> _GIVEN PROBLEM_: Find every line in the data below that contains the string "component" with matching case, and copy each of those lines in full.

====== EXERCISE DATA ======

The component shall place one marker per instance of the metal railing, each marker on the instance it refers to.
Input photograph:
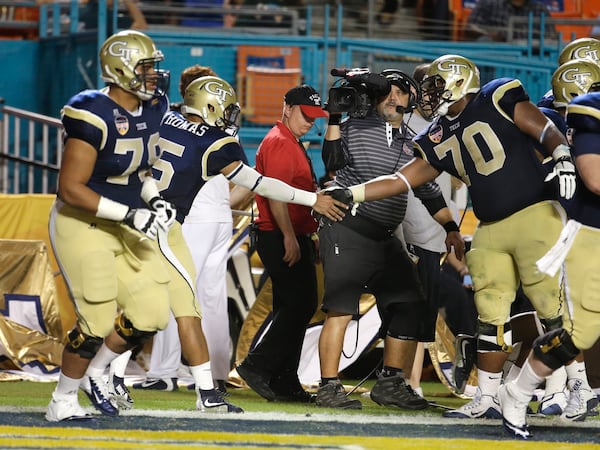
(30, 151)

======
====== EXERCISE DATA ======

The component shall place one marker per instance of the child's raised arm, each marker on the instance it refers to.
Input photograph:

======

> _FULL ANSWER_:
The component shall place one marker per instance of the metal railing, each marker on the instance it refers to.
The component shall place one marker per instance of the child's raised arm, each marker on the instance it refers to.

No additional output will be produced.